2.1.2 Textual Long Thought Instruction Tuning

After collecting instruction data for long-form reasoning, we fine-tune the base MLLM to emulate slow-thinking reasoning behavior. We choose Qwen2-VL-72B-Instruct as the target model due to its excellent multimodal capabilities. Additionally, our previous work min2024imitate indicates that slow-thinking capacities are more readily achieved in stronger models.

To optimize the target MLLM, we train only the parameters from the LLM and cross-modal connector while keeping the parameters in the visual encoder frozen. We use the following optimization settings: a learning rate of 7e-6, a batch size of 128, and training for 10 epochs. Based on the performance on the development set, we select the model at the 5th epoch for evaluation.

We do not employ more advanced training algorithms, such as DPO rafailov2024direct and RLHF Ouyang2022instruct, as our objective is not to attain the maximum possible performance. Instead, we aim to explore the potential of transferring slow-thinking capacities through simple fine-tuning with textual long thought data. Our aim is to investigate the effect of textual long thought data using the straightforward imitation method.

2.2Capacity Distillation from Slow-thinking MLLMs

The second approach we explore is the direct distillation of multimodal long thought data from slow-thinking MLLMs (e.g., QVQ). This approach aims to achieve two goals: first, to compare the fine-tuning performance of textual long thought data with that of multimodal long thought data, and second, to investigate the potential effects of combining both textual and multimodal instruction data.

2.2.1Visual Long Thought Data Collection

To construct visual long thought data, a crucial step is to gather a set of high-quality visual problems, which include both task descriptions and images as input. Additionally, these problems should be accompanied by ground-truth answers for correctness verification. We consider selecting problems from visual question answering (VQA) datasets to cover diverse domains such as geometry, tables, figures, and icons. We select these domains because they typically present more challenging problems for MLLMs.

Specifically, we select four geometry datasets (Geos seo2015solving, GeoQA+ chen2021geoqa, Geometry3K lu2021inter, and UniGeo chen2022unigeo), three table and figure datasets (TabMWP lu2022dynamic, FigureQA kahou2017figureqa, and ChartQA masry2022chartqa), and an object dataset (CLEVR johnson2017clevr). These datasets can be accessed from the LLaVA-OneVision li2024llava data collection, where each instance provides a question, image, and answer triple. Detailed statistics for each dataset are presented in Table 1.

________

◆ Problem 1
In the excerpt on long thought instruction tuning, which epoch's model is selected for evaluation?
◆ Problem 2
Change "slow-thinking" to "deliberate" in the excerpt on long thought instruction tuning, starting with "After collecting instruction" and going on through "in stronger models.".
◆ Problem 3
Take the excerpt on training slow-thinking multimodal models further from where it stops.

◆ Source data
________

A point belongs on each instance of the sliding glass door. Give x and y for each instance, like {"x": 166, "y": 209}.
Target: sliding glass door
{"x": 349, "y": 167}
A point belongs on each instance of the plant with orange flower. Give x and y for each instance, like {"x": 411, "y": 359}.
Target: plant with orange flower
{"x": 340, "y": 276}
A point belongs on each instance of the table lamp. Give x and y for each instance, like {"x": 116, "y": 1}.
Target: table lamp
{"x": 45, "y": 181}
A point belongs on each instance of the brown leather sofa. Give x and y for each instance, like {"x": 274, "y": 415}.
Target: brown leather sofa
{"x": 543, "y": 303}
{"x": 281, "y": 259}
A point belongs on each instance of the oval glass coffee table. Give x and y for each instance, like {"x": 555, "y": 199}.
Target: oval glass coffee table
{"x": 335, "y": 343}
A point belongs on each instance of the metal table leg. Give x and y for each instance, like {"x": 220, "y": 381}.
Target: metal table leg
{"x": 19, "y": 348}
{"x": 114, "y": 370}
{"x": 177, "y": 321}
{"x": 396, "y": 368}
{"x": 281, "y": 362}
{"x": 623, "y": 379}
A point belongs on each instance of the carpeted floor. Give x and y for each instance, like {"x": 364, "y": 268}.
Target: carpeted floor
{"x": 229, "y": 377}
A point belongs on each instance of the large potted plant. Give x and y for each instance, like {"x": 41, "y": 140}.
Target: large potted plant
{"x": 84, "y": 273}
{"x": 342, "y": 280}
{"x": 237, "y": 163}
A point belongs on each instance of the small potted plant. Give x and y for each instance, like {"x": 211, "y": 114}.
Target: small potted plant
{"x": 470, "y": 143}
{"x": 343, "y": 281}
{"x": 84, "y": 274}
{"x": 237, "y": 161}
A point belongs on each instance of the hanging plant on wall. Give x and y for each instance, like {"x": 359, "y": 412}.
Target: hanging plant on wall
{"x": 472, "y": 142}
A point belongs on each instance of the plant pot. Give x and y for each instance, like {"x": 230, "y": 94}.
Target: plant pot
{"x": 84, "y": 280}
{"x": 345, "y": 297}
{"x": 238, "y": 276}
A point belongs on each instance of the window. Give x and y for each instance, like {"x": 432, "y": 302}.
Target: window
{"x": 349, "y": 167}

________

◆ Exercise answer 1
The model at the 5th epoch.

◆ Exercise answer 2
After collecting instruction data for long-form reasoning, we fine-tune the base MLLM to emulate deliberate reasoning behavior. We choose Qwen2-VL-72B-Instruct as the target model due to its excellent multimodal capabilities. Additionally, our previous work min2024imitate indicates that deliberate capacities are more readily achieved in stronger models.

◆ Exercise answer 3
 

To complete these problems with long thought processes, we consider two approaches: either distilling from existing slow-thinking MLLMs or utilizing our fine-tuned MLLMs with textual long thought data. We assume that fine-tuning MLLMs with textual long thought data can effectively transform them into slow-thinking MLLMs, essentially engaging in a self-distillation process. For existing slow-thinking MLLMs, we select the recently released QVQ model, which demonstrates superior performance on several challenging benchmarks.

To generate the reasoning process, we use the commonly employed rollout method by randomly sampling responses from both the QVQ model and our own. We set a special format to parse the final answer from the response for each problem, retaining only those problems that the models can successfully solve within a reasonable number of rollouts. Intuitively, simpler problems require fewer rollouts to solve. We will further discuss the impact of problem difficulty on the fine-tuning performance of MLLMs in Section 3.3.

2.2.2Visual Long Thought Instruction Tuning

When distilling the long thought data from QVQ (denoted by DQVQ), the training process is straightforward: we fine-tune only the parameters of the LLM and the modality connector, as we do with the textual long thought data described in Section 2.1. Although the visual instruction data includes image information, our experimental results indicate that updating the visual encoder does not result in substantial performance improvement.

As another alternative approach, we design a multi-stage tuning method for self-distillation. Specifically, we first fine-tune the selected MLLM (i.e., Qwen2-VL-72B-Instruct) on the textual long thought instruction set DT, obtaining model ℳ0. Next, we use ℳ0 to generate the visual long thought instruction set by self-distillation DSD, which can be subsequently used for fine-tuning the original MLLM.

In our experiments, our aim is to investigate the effects of individual instruction datasets (i.e., DT, DSD and DQVQ) and their combinations on the slow-thinking performance.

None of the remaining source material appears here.